Extend the pull request thread below on speeding up snapshot finalization, starting after its final comment.

■ **Source extract**:
====================
Speed up Snapshot Finalization by original-brownbear · Pull Request #47283 · elastic/elasticsearch

original-brownbear · 2019-09-30T09:36:44Z

As a result of #45689 snapshot finalization started to
take significantly longer than before. This may be a
little unfortunate since it increases the likelihood
of failing to finalize after having written out all
the segment blobs.
This change parallelizes all the metadata writes that
can safely run in parallel in the finalization step to
speed the finalization step up again. Also, this will
generally speed up the snapshot process overall in case
of large number of indices.

This is also a nice to have for #46250 since we add yet
another step (deleting of old index- blobs in the shards
to the finalization.

As a result of #45689 snapshot finalization started to take significantly longer than before. This may be a little unfortunate since it increases the likelihood of failing to finalize after having written out all the segment blobs. This change parallelizes all the metadata writes that can safely run in parallel in the finalization step to speed the finalization step up again. Also, this will generally speed up the snapshot process overall in case of large number of indices.

elasticmachine · 2019-09-30T09:36:46Z

Pinging @elastic/es-distributed

original-brownbear · 2019-09-30T10:01:44Z

Jenkins run elasticsearch-ci/bwc

original-brownbear · 2019-09-30T10:28:24Z

Jenkins run elasticsearch-ci/bwc

original-brownbear · 2019-09-30T10:29:23Z

server/src/main/java/org/elasticsearch/repositories/blobstore/BlobStoreRepository.java

-            final RepositoryData updatedRepositoryData = getRepositoryData().addSnapshot(snapshotId, blobStoreSnapshot.state(), indices);
-            snapshotFormat.write(blobStoreSnapshot, blobContainer(), snapshotId.getUUID(), false);
-            writeIndexGen(updatedRepositoryData, repositoryStateId);
-        } catch (FileAlreadyExistsException ex) {


This catch is gone now, it was dead code because we don't do the exists check for this blob anymore in the line above where we write the snap- blob.

original-brownbear · 2019-09-30T10:31:27Z

server/src/main/java/org/elasticsearch/repositories/blobstore/BlobStoreRepository.java

                indexMetaDataFormat.write(clusterMetaData.index(index.getName()), indexContainer(index), snapshotId.getUUID(), false);
-            }
-        } catch (IOException ex) {
-            throw new SnapshotException(metadata.name(), snapshotId, "failed to write metadata for snapshot", ex);


I removed this specific rethrow because we write the index meta in parallel to the root level snap- blob with this change anyway so throwing with a separate message here seemed pointless.
====================
■ **Given material**:

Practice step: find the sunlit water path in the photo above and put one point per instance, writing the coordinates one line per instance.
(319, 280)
====================
■ **Response to this task**:
original-brownbear · 2019-09-30T10:32:23Z

...test/java/org/elasticsearch/snapshots/mockstore/MockEventuallyConsistentRepositoryTests.java


 public class MockEventuallyConsistentRepositoryTests extends ESTestCase {

-    private Environment environment;


This is just dead-code. Saw it when making adjustments here and just removed it when because I figured it wasn't worth a separate PR.

tlrx

I left some comments, nothing to worry about as it looks great already

server/src/main/java/org/elasticsearch/repositories/Repository.java

server/src/main/java/org/elasticsearch/repositories/blobstore/BlobStoreRepository.java

server/src/main/java/org/elasticsearch/snapshots/SnapshotsService.java

x-pack/plugin/core/src/main/java/org/elasticsearch/snapshots/SourceOnlySnapshotRepository.java

…alization

original-brownbear · 2019-09-30T13:31:37Z

Thanks @tlrx , all points addressed I think :)

tlrx

LGTM, nice change

original-brownbear · 2019-09-30T14:49:53Z

Jenkins run elasticsearch-ci/packaging-sample

original-brownbear · 2019-09-30T15:54:36Z

Thanks Tanguy!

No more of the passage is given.